[Saved data entries]

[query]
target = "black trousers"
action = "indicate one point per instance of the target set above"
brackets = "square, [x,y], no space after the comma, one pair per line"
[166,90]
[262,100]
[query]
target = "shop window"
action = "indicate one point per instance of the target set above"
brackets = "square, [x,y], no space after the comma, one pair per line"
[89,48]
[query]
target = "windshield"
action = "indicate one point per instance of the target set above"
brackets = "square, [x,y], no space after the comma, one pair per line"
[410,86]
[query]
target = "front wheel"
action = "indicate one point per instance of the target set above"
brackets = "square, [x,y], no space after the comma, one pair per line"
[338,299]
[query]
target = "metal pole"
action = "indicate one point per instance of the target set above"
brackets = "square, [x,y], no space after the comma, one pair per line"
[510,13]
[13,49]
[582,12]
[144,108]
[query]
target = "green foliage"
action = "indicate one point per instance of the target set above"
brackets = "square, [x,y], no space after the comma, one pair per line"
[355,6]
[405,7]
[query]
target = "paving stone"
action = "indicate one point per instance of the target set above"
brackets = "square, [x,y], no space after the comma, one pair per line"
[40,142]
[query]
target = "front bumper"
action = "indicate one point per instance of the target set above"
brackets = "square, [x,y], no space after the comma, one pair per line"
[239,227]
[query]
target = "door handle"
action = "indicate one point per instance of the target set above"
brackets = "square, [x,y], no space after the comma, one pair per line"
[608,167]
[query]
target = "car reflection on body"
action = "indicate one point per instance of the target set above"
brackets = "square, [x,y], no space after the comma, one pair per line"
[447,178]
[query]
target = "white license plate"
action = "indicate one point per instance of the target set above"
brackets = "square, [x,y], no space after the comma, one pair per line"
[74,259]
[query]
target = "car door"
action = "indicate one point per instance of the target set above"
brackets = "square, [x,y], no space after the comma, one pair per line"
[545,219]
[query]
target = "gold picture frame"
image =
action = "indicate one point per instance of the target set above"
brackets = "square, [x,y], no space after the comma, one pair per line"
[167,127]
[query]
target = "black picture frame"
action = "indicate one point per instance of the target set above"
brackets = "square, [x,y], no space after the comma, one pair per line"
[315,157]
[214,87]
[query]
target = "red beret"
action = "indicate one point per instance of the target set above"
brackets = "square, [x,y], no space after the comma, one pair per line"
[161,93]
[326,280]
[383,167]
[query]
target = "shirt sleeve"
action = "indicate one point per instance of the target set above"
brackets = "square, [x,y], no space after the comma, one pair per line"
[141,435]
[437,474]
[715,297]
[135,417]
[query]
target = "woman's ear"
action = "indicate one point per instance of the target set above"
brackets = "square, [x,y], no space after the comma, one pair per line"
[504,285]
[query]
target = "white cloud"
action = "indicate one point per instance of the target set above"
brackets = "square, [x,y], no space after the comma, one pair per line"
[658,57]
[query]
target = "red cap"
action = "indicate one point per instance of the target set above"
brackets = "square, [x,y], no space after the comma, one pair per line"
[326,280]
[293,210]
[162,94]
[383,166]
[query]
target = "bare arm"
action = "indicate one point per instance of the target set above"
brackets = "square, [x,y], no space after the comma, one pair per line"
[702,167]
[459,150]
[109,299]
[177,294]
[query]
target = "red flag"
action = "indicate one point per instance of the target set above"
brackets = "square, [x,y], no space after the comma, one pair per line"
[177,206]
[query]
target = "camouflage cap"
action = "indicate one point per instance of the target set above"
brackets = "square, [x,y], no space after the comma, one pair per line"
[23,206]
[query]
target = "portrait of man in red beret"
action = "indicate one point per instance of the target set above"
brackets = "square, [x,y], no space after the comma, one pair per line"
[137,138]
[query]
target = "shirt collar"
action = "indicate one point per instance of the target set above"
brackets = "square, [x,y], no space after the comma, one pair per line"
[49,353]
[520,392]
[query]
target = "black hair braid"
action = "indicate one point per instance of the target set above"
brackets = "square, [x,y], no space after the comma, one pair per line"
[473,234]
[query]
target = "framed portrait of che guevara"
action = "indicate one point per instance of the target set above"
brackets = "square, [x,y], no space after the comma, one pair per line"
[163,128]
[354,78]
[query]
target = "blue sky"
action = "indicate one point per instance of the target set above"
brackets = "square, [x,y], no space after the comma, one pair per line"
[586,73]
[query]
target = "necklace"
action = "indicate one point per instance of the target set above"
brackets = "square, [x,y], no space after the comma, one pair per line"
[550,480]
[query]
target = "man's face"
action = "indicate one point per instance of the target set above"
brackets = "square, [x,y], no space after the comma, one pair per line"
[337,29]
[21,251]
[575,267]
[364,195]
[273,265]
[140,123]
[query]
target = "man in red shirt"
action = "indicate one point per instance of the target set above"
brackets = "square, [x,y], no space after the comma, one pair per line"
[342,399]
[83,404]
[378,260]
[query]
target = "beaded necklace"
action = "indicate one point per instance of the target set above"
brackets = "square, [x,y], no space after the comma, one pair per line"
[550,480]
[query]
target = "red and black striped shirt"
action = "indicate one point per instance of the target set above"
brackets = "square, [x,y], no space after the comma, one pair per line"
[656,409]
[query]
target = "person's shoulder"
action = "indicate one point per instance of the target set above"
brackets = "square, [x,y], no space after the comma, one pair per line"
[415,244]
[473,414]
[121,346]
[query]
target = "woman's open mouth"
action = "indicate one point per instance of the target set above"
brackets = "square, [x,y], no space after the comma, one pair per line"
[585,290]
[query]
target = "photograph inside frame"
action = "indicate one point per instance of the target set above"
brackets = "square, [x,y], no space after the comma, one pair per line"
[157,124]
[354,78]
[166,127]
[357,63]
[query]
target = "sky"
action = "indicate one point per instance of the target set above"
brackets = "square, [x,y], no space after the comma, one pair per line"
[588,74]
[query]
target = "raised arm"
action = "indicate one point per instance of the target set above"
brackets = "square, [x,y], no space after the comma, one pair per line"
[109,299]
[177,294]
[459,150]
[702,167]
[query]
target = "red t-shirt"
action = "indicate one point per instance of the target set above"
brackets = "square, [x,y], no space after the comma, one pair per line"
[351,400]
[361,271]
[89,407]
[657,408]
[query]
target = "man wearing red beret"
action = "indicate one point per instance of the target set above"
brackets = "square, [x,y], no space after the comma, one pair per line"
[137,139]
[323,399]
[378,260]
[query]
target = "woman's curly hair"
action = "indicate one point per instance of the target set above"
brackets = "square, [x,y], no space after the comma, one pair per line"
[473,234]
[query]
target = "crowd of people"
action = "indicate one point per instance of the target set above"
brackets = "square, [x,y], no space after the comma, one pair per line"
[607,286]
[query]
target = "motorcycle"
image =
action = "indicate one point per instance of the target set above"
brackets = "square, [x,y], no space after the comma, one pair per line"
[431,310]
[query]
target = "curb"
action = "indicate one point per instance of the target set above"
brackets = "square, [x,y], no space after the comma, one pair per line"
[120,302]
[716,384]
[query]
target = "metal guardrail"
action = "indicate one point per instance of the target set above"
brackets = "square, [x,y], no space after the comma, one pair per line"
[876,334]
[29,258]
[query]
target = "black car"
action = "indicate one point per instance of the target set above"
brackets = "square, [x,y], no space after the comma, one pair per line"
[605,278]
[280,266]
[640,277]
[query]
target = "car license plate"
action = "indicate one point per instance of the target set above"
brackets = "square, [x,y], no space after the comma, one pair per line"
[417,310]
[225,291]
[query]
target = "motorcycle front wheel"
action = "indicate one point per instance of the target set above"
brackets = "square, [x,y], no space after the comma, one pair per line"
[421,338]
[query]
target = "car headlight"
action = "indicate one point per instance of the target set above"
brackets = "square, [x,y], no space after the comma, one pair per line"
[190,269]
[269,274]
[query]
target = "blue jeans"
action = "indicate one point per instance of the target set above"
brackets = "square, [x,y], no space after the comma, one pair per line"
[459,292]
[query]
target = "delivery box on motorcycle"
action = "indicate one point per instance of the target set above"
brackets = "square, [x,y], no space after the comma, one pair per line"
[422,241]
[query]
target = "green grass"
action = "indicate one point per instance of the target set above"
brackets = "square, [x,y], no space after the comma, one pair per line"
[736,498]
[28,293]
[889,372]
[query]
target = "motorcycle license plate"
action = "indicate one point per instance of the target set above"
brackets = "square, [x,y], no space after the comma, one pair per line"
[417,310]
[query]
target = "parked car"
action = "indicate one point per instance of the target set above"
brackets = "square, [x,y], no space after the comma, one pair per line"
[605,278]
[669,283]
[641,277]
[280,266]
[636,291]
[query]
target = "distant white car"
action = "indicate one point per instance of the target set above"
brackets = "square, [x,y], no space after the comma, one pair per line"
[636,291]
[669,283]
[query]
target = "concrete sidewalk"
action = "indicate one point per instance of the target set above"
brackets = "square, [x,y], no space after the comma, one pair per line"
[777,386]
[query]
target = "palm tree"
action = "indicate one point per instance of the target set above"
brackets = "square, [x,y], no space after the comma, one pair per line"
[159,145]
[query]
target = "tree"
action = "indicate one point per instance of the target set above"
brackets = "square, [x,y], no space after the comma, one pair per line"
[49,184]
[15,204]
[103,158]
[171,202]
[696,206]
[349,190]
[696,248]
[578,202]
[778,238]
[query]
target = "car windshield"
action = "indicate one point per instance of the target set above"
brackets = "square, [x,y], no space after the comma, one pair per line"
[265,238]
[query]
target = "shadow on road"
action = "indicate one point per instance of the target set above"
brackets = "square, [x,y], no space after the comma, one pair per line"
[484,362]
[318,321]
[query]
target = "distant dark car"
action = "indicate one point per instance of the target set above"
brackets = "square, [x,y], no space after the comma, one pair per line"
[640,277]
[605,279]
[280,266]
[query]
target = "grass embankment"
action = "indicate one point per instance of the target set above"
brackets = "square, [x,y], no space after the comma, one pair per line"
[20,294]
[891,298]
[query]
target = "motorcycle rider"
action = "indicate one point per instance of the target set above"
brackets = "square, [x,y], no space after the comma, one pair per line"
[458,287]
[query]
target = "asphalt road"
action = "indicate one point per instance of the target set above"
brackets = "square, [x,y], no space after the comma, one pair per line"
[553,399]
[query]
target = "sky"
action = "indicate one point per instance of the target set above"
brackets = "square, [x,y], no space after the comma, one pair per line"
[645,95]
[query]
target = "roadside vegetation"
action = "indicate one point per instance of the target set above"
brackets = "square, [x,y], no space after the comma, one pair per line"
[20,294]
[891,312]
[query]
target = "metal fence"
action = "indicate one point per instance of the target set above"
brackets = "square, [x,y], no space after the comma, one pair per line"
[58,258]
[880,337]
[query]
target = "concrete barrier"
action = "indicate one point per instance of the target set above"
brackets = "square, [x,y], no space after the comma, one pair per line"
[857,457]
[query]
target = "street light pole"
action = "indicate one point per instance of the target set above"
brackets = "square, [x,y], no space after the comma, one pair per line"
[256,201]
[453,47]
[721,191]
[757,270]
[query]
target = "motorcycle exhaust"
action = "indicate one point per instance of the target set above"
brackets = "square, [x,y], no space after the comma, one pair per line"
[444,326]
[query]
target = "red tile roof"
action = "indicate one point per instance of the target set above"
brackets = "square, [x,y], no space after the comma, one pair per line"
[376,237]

EXERCISE DIRECTIONS: Which lines above include the word "picture"? Pick them out and copy them.

RESPONSE TO THE EXERCISE:
target = "gold picture frame"
target = "black picture frame"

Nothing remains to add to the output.